● TASK DETAILS
Every record, down to the last line, must be given again exactly.

● Referring expression pointing data
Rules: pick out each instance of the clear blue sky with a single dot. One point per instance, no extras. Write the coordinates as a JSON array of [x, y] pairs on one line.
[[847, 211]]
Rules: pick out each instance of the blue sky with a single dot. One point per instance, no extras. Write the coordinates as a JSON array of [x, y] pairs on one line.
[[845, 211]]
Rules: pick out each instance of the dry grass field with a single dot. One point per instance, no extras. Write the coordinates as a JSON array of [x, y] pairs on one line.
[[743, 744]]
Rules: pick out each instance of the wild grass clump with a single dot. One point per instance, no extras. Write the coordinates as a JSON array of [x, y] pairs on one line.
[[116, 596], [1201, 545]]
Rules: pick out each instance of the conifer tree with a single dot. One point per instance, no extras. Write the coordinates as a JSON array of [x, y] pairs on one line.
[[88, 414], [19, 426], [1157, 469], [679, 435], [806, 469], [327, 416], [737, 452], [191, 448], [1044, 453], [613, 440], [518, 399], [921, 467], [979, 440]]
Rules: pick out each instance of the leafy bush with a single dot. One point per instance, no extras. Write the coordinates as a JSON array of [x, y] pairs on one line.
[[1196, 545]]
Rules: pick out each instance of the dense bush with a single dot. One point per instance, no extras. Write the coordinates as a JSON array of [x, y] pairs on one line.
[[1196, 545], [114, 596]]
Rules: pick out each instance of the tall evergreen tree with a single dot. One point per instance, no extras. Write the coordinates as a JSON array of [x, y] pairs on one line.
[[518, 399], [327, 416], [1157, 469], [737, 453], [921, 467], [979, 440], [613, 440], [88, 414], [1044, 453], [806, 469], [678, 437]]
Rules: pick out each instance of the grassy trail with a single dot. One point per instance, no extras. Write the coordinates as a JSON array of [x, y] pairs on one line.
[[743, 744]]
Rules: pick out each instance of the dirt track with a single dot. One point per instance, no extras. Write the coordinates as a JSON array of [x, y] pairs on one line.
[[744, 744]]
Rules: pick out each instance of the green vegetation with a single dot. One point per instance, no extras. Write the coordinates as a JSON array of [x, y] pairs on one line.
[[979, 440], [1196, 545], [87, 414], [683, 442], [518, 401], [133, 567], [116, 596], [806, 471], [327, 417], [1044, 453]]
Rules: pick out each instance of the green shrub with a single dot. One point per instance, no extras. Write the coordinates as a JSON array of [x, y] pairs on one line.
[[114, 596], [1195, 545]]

● FINISHED EXERCISE
Rules: pick out each instance of the clear blue sky with a single dot. One point per instance, no extras. Write the coordinates as a JSON array of [x, y] pairs on one line.
[[847, 211]]
Rules: pick out each instance of the blue sky with a single dot. One point per instance, no extras. Write the coordinates as a JSON array of [x, y] pairs on one line.
[[845, 211]]
Rules: pick out each instance of the dry grass field with a single dot. One point per instance, no extras. Write the coordinates as a JSON array of [x, y] pairs on one line.
[[743, 744]]
Rules: pick out each instance of the wild grass clump with a single dot. One point per instance, no extras. Write the coordinates as a JSON array of [x, y] pairs on one line.
[[116, 596], [1201, 545]]
Rules: pick out each instance of the conifer tree with a single dot. One point per instance, no extras. Write the coordinates as a JSON array of [x, y] pairs on one line.
[[88, 414], [19, 426], [1157, 469], [679, 435], [806, 469], [327, 416], [737, 452], [191, 448], [1044, 453], [613, 440], [518, 399], [921, 467], [979, 440]]
Rules: pick out each instance of the leafy bush with a single dot. One point per instance, no extras. Write the coordinates as a JSON array of [x, y] pairs on one line.
[[1196, 545]]
Rules: pick out each instance of the dense bush with a single dot. One point per instance, no extras. Write the coordinates as a JSON array of [x, y] pairs on one line.
[[1196, 545], [114, 596]]
Rules: pick out each instance of the tall evergreen tree with a single dot. One point per instance, no extras. Write the coordinates as a JSON array of [x, y] pairs on one line.
[[518, 399], [327, 416], [1157, 469], [737, 453], [921, 467], [979, 440], [613, 440], [88, 414], [1044, 453], [806, 469], [678, 437]]
Rules: pick out each instance of the grassy trail with a single dot. One point per instance, no extras. Write the coordinates as a JSON array of [x, y] pairs on one line.
[[743, 744]]
Rules: pick out each instance of the dirt track with a single dot. One point per instance, no extras. Write the coordinates as a JSON array of [x, y] pairs on one line.
[[744, 744]]
Rules: pick out each instance of the green vegetation with a single dot. One point per instance, no extras. Write the coordinates as a JSON array of [x, y] pairs on one line.
[[979, 440], [1196, 545], [87, 414], [683, 442], [518, 401], [133, 567], [116, 596], [806, 471], [327, 417], [1044, 453]]
Rules: pick out each instance of the green shrub with a single dot. One point per instance, no extras. Write the coordinates as a JSON array of [x, y] pairs on one line.
[[114, 596], [1195, 545]]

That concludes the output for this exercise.